#### [TASK TO COMPLETE]
Output only these lines, set down exactly: the one containing "Query: brown caster wheel" and each line after it through the end of the records.

━━━━━ MATERIAL SHOWN ━━━━━

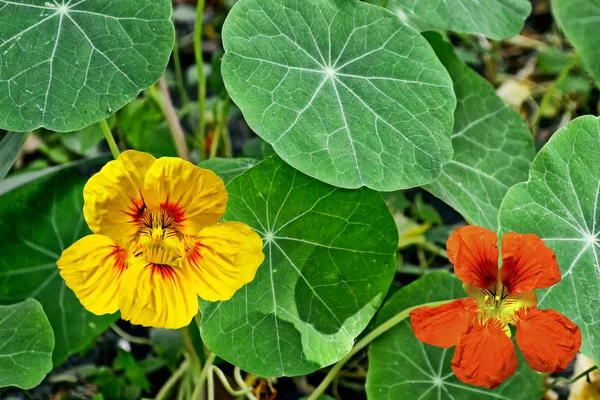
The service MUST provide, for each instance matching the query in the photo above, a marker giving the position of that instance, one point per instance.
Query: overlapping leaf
(329, 260)
(561, 204)
(39, 219)
(579, 19)
(27, 343)
(65, 65)
(402, 367)
(343, 90)
(493, 148)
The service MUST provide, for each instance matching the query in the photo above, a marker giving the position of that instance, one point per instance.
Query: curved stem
(375, 333)
(201, 77)
(203, 375)
(164, 391)
(114, 149)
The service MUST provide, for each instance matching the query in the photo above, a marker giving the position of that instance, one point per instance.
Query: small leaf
(228, 168)
(402, 367)
(330, 256)
(66, 66)
(27, 343)
(560, 203)
(41, 217)
(343, 90)
(493, 148)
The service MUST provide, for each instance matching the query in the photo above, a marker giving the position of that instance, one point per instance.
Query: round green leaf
(493, 148)
(402, 367)
(228, 168)
(329, 260)
(67, 64)
(41, 218)
(560, 203)
(343, 90)
(579, 20)
(27, 343)
(496, 19)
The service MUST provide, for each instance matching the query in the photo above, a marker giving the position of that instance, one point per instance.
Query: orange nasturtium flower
(478, 325)
(157, 242)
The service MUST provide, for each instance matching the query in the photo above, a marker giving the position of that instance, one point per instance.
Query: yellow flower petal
(223, 258)
(92, 267)
(157, 295)
(113, 197)
(196, 196)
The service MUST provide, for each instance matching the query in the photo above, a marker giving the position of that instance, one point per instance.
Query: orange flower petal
(442, 326)
(527, 263)
(474, 252)
(548, 340)
(485, 356)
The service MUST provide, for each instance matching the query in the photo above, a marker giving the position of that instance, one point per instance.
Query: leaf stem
(550, 92)
(203, 375)
(129, 337)
(375, 333)
(164, 391)
(114, 149)
(201, 77)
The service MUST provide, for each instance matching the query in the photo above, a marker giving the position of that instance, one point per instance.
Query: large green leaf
(40, 218)
(496, 19)
(10, 146)
(27, 343)
(68, 64)
(344, 91)
(329, 260)
(493, 148)
(228, 168)
(561, 204)
(579, 20)
(402, 367)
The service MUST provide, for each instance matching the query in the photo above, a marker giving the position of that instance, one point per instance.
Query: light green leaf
(493, 147)
(579, 20)
(343, 90)
(330, 256)
(65, 65)
(560, 203)
(228, 168)
(496, 19)
(27, 343)
(41, 218)
(10, 147)
(402, 367)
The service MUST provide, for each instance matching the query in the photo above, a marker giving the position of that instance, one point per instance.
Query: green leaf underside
(579, 20)
(27, 343)
(10, 147)
(344, 91)
(496, 19)
(42, 218)
(560, 203)
(402, 367)
(329, 260)
(228, 168)
(493, 148)
(67, 64)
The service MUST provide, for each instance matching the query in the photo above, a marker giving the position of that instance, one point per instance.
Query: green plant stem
(203, 376)
(550, 92)
(220, 126)
(114, 149)
(567, 381)
(201, 78)
(375, 333)
(130, 338)
(179, 74)
(164, 391)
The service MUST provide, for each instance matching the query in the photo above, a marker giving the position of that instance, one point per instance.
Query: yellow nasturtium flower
(157, 242)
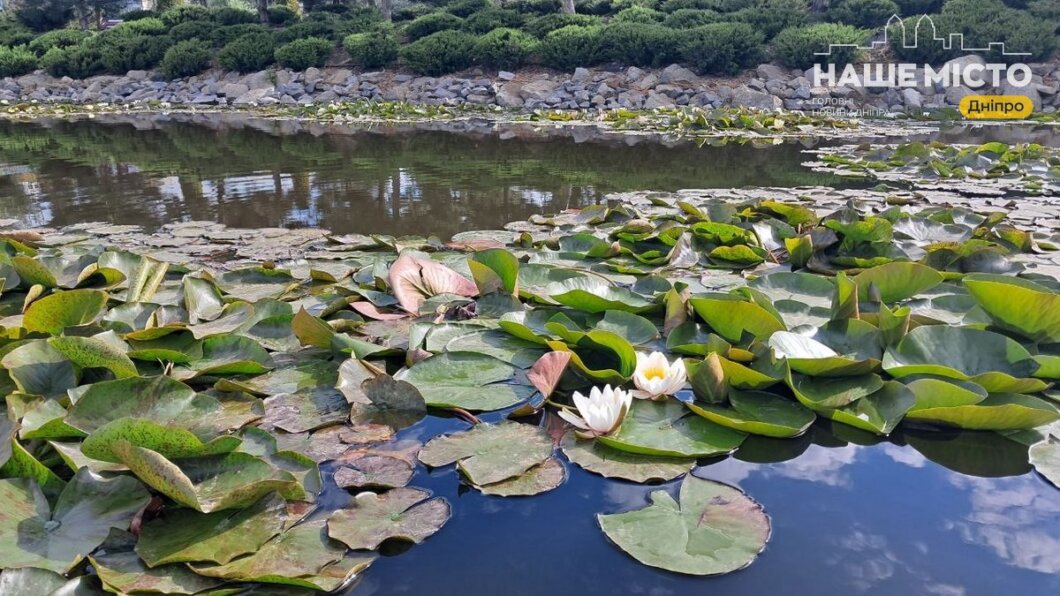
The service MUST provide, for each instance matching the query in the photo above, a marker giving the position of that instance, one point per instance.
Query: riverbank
(767, 87)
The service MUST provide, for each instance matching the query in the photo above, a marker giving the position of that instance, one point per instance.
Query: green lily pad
(404, 513)
(302, 557)
(188, 536)
(34, 536)
(758, 413)
(993, 361)
(614, 463)
(490, 453)
(713, 529)
(667, 428)
(465, 380)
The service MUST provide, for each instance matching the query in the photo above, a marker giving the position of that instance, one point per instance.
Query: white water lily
(656, 377)
(601, 413)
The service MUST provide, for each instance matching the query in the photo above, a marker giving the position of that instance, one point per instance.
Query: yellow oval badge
(996, 107)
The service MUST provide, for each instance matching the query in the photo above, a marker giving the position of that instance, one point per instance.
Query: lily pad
(403, 513)
(667, 428)
(490, 453)
(713, 529)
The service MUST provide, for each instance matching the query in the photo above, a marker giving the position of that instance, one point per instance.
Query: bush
(184, 13)
(688, 18)
(16, 62)
(634, 44)
(466, 7)
(149, 25)
(439, 53)
(184, 58)
(282, 15)
(543, 25)
(505, 48)
(868, 14)
(301, 54)
(795, 47)
(57, 38)
(249, 53)
(75, 62)
(493, 18)
(229, 16)
(122, 53)
(571, 47)
(376, 49)
(638, 14)
(428, 24)
(721, 48)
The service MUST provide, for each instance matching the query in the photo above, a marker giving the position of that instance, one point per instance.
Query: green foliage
(439, 53)
(543, 25)
(16, 62)
(868, 14)
(493, 18)
(505, 48)
(301, 54)
(376, 49)
(721, 48)
(248, 53)
(186, 58)
(57, 38)
(571, 46)
(431, 23)
(637, 44)
(688, 18)
(795, 47)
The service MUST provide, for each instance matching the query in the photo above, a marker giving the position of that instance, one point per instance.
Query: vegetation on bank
(711, 36)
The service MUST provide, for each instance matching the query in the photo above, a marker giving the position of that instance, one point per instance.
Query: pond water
(924, 512)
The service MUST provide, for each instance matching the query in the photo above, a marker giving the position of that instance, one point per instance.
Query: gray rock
(745, 97)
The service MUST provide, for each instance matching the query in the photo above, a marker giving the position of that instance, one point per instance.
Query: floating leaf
(403, 513)
(713, 529)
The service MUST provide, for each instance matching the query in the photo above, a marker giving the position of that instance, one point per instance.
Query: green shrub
(281, 15)
(46, 15)
(868, 14)
(493, 18)
(229, 16)
(505, 48)
(57, 38)
(570, 47)
(224, 35)
(795, 47)
(249, 53)
(466, 7)
(439, 53)
(688, 18)
(721, 48)
(184, 58)
(543, 25)
(16, 62)
(638, 14)
(428, 24)
(634, 44)
(122, 53)
(301, 54)
(372, 50)
(75, 62)
(184, 13)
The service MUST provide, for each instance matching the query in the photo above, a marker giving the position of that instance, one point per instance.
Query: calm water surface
(923, 513)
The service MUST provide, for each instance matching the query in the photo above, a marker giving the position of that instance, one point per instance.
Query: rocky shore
(765, 87)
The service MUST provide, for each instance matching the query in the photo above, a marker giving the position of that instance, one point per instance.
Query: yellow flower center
(654, 372)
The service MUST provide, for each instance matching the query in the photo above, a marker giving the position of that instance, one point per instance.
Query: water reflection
(400, 180)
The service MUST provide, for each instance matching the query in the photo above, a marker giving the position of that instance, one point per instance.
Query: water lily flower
(656, 377)
(601, 413)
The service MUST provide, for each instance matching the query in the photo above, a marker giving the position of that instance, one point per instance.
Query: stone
(745, 97)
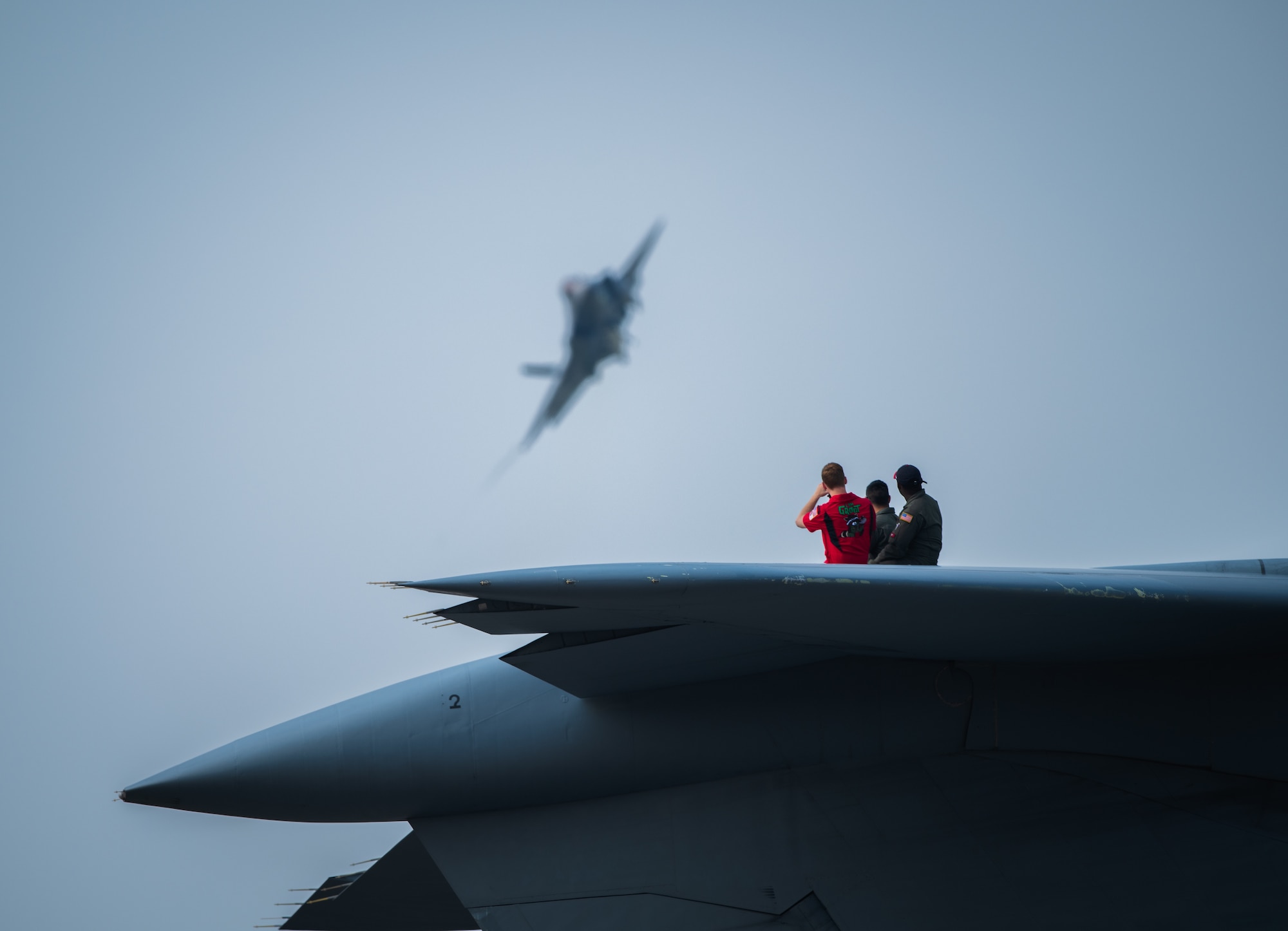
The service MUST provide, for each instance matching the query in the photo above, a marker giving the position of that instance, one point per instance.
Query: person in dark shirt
(919, 534)
(846, 518)
(879, 494)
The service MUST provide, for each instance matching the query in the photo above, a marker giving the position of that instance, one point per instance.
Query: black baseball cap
(909, 476)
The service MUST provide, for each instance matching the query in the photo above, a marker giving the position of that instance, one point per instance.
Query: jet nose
(279, 773)
(347, 763)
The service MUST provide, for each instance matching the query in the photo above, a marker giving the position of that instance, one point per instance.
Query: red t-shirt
(847, 522)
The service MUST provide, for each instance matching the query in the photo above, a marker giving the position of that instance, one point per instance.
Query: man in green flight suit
(919, 534)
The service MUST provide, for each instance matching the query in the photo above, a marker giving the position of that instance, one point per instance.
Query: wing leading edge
(750, 617)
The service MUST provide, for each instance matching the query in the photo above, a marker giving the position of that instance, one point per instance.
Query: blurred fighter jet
(600, 311)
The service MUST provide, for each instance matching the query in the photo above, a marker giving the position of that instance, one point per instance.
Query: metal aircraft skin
(600, 310)
(709, 748)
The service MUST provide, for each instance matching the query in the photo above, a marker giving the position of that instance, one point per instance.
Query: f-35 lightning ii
(708, 748)
(600, 310)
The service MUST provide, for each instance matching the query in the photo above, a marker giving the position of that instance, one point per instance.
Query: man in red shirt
(847, 520)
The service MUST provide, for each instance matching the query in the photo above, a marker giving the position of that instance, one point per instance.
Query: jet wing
(630, 271)
(610, 628)
(575, 375)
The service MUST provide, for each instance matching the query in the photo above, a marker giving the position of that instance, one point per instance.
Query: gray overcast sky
(270, 272)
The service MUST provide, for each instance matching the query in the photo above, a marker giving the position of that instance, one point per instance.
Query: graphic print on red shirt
(847, 522)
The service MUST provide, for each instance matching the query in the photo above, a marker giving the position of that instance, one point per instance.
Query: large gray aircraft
(598, 310)
(708, 748)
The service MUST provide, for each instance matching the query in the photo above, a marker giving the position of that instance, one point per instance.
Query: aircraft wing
(562, 393)
(646, 625)
(630, 271)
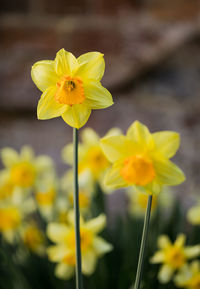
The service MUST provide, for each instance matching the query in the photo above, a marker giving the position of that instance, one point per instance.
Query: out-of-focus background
(152, 53)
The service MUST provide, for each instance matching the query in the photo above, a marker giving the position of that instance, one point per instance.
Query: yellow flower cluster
(174, 257)
(92, 246)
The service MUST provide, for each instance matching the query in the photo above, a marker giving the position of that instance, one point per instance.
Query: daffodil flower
(173, 256)
(63, 253)
(193, 215)
(24, 168)
(12, 215)
(71, 87)
(33, 238)
(142, 159)
(189, 276)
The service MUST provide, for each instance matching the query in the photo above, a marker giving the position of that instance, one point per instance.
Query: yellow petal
(89, 137)
(57, 232)
(97, 96)
(56, 253)
(67, 154)
(9, 157)
(165, 274)
(101, 246)
(96, 225)
(183, 276)
(193, 215)
(140, 134)
(167, 142)
(164, 242)
(43, 74)
(115, 131)
(44, 164)
(113, 178)
(92, 66)
(192, 251)
(76, 115)
(180, 241)
(168, 173)
(89, 260)
(195, 267)
(116, 147)
(48, 107)
(157, 258)
(64, 271)
(66, 63)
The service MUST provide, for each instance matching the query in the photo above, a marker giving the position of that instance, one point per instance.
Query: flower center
(174, 256)
(70, 91)
(23, 174)
(10, 218)
(138, 170)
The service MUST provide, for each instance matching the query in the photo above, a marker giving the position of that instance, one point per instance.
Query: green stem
(76, 212)
(143, 243)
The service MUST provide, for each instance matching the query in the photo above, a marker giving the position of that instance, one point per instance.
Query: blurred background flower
(151, 49)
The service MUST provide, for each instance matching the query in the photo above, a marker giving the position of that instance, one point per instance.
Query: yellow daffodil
(10, 217)
(63, 253)
(71, 87)
(91, 156)
(33, 238)
(24, 169)
(189, 276)
(138, 202)
(142, 159)
(193, 215)
(173, 256)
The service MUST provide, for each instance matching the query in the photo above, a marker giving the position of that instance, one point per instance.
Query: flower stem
(76, 212)
(143, 243)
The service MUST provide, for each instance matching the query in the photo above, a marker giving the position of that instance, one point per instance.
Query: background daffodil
(142, 159)
(189, 276)
(63, 253)
(71, 87)
(193, 215)
(23, 168)
(173, 256)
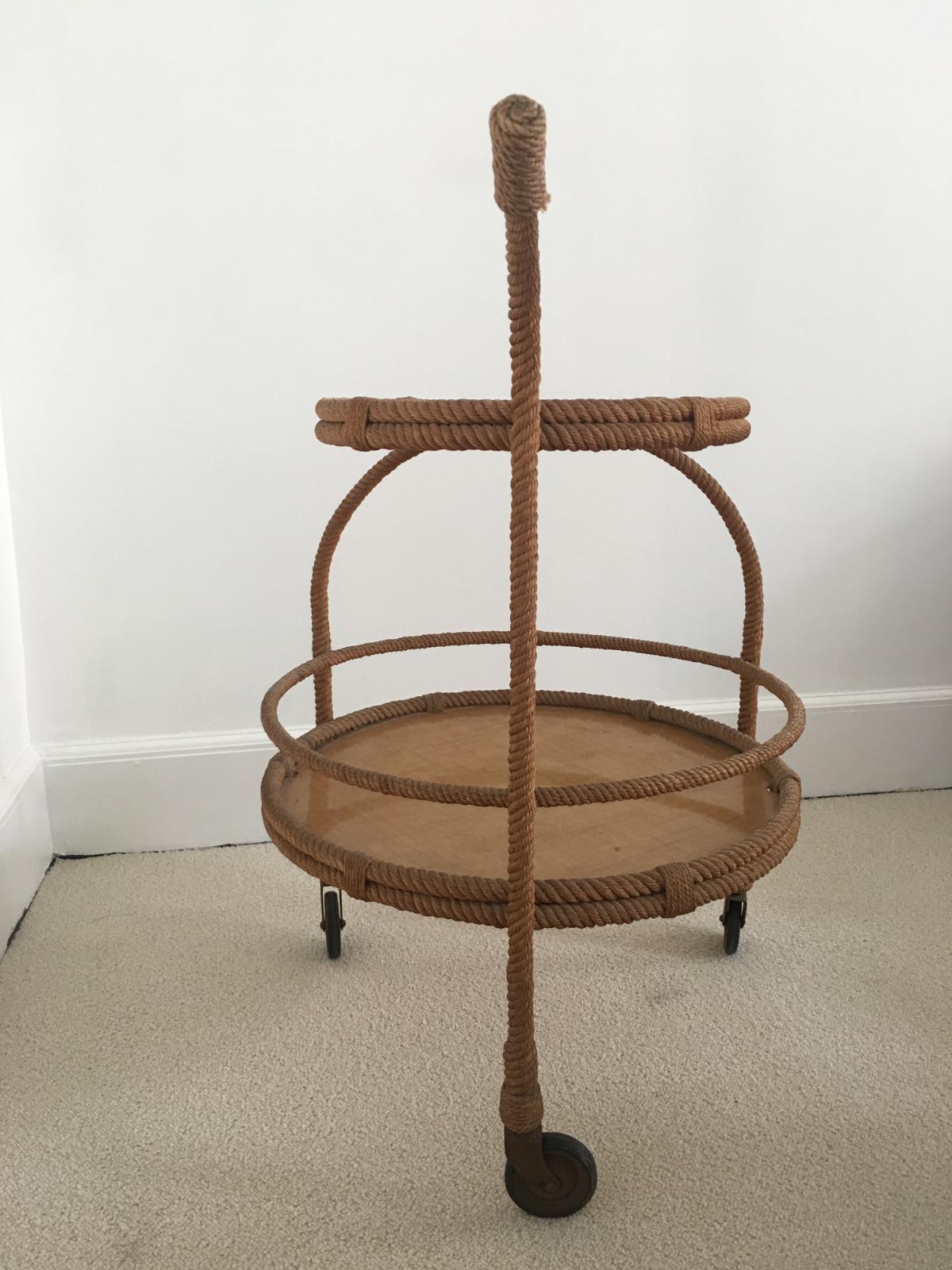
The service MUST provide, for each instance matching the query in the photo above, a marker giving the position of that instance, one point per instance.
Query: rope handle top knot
(517, 126)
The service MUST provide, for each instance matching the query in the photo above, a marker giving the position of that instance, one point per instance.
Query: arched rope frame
(753, 630)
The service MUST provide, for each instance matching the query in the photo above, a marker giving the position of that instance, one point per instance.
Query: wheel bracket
(524, 1153)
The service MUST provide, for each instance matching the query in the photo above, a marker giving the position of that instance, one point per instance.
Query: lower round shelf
(311, 813)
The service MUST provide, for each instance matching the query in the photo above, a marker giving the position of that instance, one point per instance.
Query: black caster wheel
(573, 1164)
(733, 918)
(332, 922)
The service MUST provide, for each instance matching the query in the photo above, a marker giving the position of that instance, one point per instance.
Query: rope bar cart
(596, 810)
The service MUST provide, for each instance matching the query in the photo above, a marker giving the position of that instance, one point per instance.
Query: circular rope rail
(640, 423)
(559, 902)
(757, 755)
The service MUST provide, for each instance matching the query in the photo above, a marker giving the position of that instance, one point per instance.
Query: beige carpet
(187, 1083)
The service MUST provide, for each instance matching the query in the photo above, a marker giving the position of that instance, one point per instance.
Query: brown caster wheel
(574, 1168)
(332, 922)
(733, 918)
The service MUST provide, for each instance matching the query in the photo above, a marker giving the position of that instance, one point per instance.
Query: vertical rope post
(518, 131)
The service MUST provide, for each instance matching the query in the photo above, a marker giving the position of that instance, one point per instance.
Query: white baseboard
(25, 845)
(202, 789)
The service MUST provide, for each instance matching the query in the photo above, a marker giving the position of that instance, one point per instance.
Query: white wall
(217, 213)
(25, 826)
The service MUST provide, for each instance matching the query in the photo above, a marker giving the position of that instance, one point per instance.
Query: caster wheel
(332, 924)
(733, 918)
(574, 1166)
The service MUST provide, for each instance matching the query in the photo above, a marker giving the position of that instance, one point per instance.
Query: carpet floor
(186, 1083)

━━━━━

#### [FINISHED EXERCISE]
Query: brown caster wheel
(574, 1168)
(332, 922)
(733, 918)
The service MUST provide, for each instance matching the query in the photo above, a marker giving the position of that instance, one point per instance.
Query: vertical rope post
(518, 131)
The service MUST provide, for each instance matching the query in the photo above, a marker giving the position of that instance, one point per instance.
Query: white baseboard
(25, 845)
(202, 789)
The service MUST provide, for each instance matching the query in the photo above, a marker giving the position of that instance, one point per instance.
Query: white wall
(217, 213)
(25, 826)
The service MUST provide, for each instance matching the query in the photo above, a marker giving the position of that instance, one point per instance.
Query: caster wheel
(332, 924)
(733, 918)
(574, 1166)
The service MUST provide, for each instance matching the query in the photo above, a marker giving the position of that instance, one point per instance.
Query: carpet floor
(186, 1083)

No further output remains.